◆ Dataset rows
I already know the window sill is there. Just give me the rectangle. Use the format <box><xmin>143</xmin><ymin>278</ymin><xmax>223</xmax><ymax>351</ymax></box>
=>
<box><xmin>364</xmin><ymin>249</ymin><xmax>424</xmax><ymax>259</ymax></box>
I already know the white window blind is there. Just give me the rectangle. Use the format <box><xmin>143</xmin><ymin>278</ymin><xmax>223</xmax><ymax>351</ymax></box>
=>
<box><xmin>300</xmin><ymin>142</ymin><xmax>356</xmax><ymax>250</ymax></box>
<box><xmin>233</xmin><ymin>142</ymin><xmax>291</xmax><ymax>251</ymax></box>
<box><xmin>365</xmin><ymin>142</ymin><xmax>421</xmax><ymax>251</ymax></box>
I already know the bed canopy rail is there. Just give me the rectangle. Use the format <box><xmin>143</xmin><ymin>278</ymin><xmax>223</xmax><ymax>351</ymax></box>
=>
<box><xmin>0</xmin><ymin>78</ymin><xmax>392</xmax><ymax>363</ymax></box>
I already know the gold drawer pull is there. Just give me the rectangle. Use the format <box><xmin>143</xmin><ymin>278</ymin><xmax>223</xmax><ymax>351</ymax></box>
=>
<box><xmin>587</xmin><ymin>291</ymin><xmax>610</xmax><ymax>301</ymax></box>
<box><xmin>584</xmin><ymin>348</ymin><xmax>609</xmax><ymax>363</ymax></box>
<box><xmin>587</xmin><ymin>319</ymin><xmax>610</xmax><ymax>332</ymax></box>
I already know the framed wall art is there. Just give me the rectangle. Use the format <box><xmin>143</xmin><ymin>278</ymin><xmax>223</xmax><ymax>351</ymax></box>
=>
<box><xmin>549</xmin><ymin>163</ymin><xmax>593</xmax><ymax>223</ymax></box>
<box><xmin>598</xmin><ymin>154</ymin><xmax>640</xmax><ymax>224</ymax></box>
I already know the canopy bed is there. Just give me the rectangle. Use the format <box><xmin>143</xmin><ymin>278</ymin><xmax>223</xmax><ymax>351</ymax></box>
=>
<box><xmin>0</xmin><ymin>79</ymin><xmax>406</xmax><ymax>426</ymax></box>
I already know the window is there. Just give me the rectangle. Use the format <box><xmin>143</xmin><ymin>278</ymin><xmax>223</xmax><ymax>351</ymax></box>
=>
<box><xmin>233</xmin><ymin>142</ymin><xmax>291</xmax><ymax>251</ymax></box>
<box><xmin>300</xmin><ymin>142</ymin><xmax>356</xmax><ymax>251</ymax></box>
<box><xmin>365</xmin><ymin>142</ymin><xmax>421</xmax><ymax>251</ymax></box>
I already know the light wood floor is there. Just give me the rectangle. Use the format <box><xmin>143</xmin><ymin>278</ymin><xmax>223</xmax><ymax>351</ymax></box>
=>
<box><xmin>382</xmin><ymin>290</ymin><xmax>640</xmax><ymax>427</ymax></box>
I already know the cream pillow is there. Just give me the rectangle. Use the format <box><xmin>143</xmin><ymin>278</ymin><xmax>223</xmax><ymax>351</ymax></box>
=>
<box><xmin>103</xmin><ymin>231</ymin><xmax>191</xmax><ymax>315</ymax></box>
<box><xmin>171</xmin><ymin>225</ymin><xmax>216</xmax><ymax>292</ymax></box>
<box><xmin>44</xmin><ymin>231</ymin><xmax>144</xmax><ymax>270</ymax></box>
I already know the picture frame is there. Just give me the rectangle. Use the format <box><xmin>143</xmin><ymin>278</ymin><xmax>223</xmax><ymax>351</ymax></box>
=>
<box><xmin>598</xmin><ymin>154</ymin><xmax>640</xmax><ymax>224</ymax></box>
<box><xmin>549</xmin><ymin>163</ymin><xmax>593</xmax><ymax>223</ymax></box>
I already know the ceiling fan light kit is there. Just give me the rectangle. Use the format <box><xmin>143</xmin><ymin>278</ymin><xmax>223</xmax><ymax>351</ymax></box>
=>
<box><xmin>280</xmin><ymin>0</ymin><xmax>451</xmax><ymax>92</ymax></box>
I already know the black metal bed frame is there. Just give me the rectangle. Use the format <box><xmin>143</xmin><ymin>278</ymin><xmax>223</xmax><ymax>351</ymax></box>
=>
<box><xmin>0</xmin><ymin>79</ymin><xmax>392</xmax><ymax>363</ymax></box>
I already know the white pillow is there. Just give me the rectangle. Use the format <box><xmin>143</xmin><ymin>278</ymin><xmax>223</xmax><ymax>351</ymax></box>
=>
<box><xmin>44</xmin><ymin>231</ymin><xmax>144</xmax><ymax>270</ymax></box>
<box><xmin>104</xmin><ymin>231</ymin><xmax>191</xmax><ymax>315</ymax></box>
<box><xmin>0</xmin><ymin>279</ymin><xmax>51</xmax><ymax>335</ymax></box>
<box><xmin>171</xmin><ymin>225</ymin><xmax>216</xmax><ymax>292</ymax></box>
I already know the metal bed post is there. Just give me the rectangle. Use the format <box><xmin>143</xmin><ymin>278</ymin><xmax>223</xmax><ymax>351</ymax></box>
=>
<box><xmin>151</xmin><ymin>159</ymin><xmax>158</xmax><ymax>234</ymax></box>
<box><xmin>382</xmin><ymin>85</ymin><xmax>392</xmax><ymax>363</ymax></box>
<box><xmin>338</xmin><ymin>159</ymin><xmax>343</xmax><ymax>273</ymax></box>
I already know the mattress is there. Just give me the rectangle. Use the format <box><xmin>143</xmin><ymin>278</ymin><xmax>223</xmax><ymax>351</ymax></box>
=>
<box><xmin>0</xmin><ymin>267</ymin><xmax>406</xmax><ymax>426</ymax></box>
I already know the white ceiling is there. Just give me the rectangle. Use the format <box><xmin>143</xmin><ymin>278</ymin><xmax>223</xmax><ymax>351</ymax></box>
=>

◆ Stated exercise
Count the lines of the entries above that contain the string "canopy", and reply with only that number.

◆ Full solution
2